■ **WHAT TO WORK ON**: Rewrite every line of the rows below as one JSON list of strings, one string per line, with blank lines left out.

(A data block)
* * *
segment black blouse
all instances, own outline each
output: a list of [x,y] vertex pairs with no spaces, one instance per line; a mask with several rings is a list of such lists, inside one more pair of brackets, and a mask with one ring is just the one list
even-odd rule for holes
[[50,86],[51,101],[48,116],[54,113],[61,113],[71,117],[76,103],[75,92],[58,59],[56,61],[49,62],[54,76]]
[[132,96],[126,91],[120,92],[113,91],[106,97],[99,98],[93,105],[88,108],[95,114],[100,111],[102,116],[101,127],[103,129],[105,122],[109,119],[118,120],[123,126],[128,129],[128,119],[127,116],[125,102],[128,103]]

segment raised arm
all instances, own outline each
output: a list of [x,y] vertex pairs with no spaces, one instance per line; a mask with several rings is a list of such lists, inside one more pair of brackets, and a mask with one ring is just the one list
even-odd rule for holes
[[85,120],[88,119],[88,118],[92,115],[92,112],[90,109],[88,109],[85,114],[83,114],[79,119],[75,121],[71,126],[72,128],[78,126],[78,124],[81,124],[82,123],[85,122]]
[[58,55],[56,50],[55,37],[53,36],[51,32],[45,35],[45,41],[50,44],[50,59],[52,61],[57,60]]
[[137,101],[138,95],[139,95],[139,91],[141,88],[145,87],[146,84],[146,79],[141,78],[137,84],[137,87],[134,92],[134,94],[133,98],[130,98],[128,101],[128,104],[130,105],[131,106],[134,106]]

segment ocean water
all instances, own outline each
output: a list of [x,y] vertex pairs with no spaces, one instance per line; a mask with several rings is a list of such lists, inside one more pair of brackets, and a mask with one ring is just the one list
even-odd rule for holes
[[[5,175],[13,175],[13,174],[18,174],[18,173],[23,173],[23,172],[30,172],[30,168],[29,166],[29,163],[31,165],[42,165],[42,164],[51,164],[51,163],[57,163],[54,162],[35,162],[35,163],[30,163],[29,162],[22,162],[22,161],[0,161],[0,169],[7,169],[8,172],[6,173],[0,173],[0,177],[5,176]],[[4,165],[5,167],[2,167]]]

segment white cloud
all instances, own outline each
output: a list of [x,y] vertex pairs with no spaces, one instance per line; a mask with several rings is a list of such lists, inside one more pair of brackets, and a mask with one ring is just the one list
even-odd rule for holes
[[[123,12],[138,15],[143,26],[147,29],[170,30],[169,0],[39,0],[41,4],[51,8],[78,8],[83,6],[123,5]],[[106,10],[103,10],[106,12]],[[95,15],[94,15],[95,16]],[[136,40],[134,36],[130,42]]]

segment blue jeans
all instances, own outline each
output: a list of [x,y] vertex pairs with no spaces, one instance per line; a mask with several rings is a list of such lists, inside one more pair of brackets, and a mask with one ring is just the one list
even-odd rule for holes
* * *
■ **RESULT**:
[
  "segment black blouse",
  "all instances, own outline each",
  "output: a list of [x,y] vertex pairs with no spaces, one instance per line; a mask with several rings is a list of such lists, inside one more pair of brackets, and a mask with one ring is just the one list",
  "even-odd rule for holes",
  "[[50,86],[51,101],[48,116],[54,113],[61,113],[71,117],[76,103],[75,92],[58,59],[56,61],[49,62],[54,76]]",
  "[[132,96],[126,91],[120,92],[113,91],[106,97],[99,98],[93,105],[88,108],[95,114],[100,111],[102,116],[101,127],[103,129],[105,122],[109,119],[118,120],[123,126],[128,129],[128,119],[127,116],[125,102],[128,103]]",
  "segment raised arm",
  "all instances, own outline each",
  "output: a list of [x,y] vertex pairs with no spaces, one instance per line; a mask with several rings is a list of such lists, inside one more pair of brackets, and a mask with one ring is just the one list",
  "even-odd rule for holes",
  "[[85,120],[88,119],[88,118],[92,115],[92,112],[90,109],[88,109],[85,114],[83,114],[79,119],[75,121],[71,126],[72,128],[78,126],[78,124],[81,124],[82,123],[85,122]]",
  "[[58,55],[56,50],[55,37],[53,36],[51,32],[45,35],[45,41],[50,44],[50,59],[52,61],[57,60]]",
  "[[137,101],[138,95],[139,95],[139,91],[141,88],[145,87],[146,84],[146,79],[141,78],[137,84],[137,87],[134,92],[134,94],[133,98],[130,98],[128,101],[128,104],[130,105],[131,106],[134,106]]",
  "segment ocean water",
  "all instances, own outline each",
  "output: a list of [x,y] vertex pairs with no spaces, one instance per line; a mask with several rings is a list of such lists, inside one more pair of brackets, and a mask with one ring is just the one list",
  "even-odd rule for holes",
  "[[[5,175],[13,175],[13,174],[18,174],[18,173],[23,173],[23,172],[30,172],[30,168],[29,166],[29,163],[31,165],[42,165],[42,164],[51,164],[51,163],[57,163],[54,162],[35,162],[35,163],[30,163],[29,162],[22,162],[22,161],[0,161],[0,169],[7,169],[8,172],[6,173],[0,173],[0,177],[5,176]],[[4,165],[5,167],[2,167]]]",
  "segment white cloud",
  "all instances, own outline each",
  "output: a list of [x,y] vertex pairs with no spaces, one instance per line; a mask with several rings is a list of such lists, inside one more pair of brackets, and a mask with one ring is just the one list",
  "even-odd rule for holes",
  "[[[123,12],[138,15],[143,26],[147,29],[170,30],[169,0],[39,0],[41,4],[51,8],[78,8],[83,6],[123,5]],[[106,10],[103,10],[106,12]],[[95,15],[94,15],[95,16]],[[136,40],[134,36],[130,42]]]",
  "segment blue jeans",
  "all instances, own outline each",
  "output: a list of [x,y] vertex pairs with no spaces, one instance per line; a mask with several rings is a list of such lists, inside one more pair of brackets, and a mask with one ring is just the one list",
  "even-odd rule for holes"
]